What you need to do: When a line of the entries contains "blue", please list that line.

The input:
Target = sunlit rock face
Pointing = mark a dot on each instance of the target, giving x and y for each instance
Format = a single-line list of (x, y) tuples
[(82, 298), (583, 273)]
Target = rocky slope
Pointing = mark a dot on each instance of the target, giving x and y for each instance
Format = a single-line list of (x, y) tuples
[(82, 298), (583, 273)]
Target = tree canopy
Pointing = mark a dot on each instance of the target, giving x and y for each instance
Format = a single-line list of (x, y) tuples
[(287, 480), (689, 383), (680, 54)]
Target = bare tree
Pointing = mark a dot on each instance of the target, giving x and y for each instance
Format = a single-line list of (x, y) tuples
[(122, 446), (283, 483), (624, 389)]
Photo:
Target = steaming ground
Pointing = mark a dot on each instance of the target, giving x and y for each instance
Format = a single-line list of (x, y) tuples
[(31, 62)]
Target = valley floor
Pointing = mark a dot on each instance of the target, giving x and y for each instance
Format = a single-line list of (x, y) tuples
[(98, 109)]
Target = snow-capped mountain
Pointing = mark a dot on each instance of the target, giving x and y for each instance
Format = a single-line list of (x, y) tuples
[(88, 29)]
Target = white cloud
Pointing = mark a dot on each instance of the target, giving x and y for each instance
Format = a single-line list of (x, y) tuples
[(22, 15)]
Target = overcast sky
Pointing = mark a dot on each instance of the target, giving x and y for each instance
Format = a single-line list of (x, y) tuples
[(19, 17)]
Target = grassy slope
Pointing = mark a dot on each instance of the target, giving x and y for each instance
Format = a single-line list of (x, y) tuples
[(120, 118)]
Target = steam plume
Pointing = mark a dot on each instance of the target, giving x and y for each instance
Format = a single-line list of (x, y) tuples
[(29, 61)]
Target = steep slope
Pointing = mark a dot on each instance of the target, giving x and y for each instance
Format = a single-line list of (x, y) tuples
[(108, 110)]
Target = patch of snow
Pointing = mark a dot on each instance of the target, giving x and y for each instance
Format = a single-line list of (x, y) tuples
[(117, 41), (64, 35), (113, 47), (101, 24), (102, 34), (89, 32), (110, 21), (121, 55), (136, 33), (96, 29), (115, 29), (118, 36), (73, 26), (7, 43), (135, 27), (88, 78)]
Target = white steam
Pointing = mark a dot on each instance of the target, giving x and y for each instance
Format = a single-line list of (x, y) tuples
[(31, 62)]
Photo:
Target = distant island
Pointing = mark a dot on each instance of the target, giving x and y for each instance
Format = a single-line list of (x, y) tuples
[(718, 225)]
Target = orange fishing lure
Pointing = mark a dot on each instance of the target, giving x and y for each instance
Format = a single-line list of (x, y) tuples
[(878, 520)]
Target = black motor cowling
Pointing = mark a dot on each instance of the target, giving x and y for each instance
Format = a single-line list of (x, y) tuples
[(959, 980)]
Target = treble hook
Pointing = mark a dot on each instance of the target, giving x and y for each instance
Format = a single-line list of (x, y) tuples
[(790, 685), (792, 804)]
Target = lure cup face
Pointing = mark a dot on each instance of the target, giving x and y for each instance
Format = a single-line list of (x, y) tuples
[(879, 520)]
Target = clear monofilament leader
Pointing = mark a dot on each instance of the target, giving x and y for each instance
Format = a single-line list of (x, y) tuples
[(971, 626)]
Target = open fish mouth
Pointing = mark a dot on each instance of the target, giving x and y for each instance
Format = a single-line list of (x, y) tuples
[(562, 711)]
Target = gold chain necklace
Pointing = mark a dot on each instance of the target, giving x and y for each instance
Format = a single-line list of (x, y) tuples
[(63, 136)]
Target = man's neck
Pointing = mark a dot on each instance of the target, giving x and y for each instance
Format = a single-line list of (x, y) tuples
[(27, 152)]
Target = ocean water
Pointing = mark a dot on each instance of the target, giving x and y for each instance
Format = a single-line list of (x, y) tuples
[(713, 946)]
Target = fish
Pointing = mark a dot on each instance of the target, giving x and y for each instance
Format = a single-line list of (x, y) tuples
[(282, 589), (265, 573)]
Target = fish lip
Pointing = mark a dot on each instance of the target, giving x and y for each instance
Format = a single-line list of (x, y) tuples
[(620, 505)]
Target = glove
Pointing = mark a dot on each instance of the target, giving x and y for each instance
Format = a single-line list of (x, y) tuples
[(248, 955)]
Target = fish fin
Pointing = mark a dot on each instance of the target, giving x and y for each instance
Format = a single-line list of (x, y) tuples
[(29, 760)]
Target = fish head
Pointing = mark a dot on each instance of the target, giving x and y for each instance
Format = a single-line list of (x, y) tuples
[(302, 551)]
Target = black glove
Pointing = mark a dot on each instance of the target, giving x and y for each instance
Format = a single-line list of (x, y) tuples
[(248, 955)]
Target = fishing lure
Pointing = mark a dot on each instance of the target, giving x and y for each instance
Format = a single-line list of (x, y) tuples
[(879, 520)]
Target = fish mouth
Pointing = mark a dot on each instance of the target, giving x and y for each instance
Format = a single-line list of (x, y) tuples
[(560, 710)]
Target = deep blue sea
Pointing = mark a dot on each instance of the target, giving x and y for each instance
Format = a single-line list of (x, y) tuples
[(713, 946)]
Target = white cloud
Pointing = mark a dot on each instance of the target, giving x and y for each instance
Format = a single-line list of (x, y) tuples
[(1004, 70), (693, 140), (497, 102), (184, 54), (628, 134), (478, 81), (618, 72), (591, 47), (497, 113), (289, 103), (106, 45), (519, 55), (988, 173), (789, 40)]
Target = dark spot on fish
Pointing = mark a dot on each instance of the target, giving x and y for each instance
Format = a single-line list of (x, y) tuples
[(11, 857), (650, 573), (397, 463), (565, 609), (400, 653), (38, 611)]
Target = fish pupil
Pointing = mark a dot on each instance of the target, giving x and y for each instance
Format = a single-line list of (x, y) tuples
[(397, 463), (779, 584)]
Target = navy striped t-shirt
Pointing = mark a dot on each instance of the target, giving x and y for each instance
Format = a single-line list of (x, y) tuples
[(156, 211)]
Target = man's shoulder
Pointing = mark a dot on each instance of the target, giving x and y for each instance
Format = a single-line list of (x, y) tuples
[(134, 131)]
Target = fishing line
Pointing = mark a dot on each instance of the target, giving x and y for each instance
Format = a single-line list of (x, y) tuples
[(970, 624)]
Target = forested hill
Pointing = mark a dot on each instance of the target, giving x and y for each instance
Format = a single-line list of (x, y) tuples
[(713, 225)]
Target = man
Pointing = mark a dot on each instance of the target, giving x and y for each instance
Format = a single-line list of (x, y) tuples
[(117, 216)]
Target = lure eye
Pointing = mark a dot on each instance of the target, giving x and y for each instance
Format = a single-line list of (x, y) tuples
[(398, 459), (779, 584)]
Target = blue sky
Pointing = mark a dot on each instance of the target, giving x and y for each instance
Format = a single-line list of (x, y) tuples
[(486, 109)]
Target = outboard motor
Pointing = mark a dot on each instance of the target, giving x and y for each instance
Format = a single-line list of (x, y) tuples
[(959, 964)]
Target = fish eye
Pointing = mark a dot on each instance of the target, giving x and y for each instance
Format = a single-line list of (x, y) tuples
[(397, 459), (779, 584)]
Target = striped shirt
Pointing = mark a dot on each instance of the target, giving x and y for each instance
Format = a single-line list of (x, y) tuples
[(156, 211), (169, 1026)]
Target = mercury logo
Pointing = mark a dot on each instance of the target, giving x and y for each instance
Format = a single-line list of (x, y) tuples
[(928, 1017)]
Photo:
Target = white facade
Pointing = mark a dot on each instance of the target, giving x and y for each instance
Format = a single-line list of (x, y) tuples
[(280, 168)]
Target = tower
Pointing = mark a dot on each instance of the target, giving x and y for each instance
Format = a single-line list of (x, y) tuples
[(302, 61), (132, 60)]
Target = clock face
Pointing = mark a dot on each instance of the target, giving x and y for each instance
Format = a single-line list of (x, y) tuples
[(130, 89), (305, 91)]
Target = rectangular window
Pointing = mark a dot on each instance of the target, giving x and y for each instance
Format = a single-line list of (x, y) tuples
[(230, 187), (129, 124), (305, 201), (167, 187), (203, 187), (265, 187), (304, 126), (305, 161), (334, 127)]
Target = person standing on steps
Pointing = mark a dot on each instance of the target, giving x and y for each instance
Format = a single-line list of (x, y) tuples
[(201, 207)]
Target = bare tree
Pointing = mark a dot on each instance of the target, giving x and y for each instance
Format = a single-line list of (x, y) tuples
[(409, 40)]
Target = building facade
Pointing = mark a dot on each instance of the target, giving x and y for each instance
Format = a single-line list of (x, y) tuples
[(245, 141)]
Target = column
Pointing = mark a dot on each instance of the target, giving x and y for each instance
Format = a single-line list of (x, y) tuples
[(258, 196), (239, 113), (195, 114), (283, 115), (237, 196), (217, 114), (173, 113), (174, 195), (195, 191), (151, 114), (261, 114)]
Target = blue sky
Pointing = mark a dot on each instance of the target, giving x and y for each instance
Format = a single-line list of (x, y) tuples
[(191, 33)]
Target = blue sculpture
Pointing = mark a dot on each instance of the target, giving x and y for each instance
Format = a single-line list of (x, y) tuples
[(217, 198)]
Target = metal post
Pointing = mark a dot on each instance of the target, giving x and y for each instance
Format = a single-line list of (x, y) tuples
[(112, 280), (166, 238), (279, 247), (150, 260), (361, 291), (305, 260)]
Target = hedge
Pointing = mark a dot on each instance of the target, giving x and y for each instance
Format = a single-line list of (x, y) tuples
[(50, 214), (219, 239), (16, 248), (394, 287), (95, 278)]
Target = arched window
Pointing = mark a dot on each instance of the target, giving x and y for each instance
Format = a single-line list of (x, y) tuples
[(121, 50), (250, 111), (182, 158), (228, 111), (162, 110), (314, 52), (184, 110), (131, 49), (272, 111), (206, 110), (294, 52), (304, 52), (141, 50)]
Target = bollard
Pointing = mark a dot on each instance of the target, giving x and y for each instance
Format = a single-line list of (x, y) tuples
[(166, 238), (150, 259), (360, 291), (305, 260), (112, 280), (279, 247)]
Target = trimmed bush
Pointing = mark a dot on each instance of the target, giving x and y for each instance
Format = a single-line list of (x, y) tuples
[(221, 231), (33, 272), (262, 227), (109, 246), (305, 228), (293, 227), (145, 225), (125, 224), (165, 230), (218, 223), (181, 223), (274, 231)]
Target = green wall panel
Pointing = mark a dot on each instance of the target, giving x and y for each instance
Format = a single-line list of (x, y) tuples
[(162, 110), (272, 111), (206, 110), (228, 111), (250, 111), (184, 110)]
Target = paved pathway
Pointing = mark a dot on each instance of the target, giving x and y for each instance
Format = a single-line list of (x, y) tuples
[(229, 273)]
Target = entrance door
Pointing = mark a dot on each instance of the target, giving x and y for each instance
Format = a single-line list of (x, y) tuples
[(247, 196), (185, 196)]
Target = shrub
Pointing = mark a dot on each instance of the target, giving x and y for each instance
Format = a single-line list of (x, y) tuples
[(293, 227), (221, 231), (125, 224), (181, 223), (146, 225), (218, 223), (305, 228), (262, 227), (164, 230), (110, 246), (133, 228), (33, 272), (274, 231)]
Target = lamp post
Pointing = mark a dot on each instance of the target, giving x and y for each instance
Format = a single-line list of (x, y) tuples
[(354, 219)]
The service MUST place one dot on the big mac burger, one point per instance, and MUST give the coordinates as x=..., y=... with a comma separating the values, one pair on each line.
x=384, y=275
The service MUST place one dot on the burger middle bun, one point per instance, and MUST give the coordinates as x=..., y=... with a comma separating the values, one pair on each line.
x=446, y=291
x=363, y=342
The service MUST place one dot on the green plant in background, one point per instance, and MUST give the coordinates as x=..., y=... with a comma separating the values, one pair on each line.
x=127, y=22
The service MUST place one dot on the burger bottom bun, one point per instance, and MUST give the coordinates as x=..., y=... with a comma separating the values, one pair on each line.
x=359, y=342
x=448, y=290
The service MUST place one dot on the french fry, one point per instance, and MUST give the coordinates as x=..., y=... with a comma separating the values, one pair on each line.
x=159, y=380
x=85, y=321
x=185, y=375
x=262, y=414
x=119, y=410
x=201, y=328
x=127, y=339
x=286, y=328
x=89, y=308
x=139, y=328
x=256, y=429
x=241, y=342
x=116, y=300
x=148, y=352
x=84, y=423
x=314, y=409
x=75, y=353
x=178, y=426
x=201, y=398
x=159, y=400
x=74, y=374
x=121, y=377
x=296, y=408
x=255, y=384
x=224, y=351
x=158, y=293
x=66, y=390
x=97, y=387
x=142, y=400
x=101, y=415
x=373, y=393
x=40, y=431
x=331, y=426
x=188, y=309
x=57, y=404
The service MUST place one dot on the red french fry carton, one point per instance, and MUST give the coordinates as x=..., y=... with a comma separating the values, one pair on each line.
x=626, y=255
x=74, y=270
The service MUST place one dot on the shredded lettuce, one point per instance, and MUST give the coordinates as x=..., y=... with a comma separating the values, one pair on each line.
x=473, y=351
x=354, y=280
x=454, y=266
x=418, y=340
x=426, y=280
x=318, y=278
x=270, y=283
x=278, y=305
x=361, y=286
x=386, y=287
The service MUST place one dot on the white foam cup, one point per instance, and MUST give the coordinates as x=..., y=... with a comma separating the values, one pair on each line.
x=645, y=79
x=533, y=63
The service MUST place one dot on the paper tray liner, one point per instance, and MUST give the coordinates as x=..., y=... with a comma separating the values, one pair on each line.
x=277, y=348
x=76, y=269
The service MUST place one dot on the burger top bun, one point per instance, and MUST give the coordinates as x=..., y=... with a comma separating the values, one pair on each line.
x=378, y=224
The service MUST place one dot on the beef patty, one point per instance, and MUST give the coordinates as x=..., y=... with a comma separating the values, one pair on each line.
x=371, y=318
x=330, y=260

Answer to this exercise:
Target = deep blue sea
Target = blue sky
Target = blue sky
Target = blue sculpture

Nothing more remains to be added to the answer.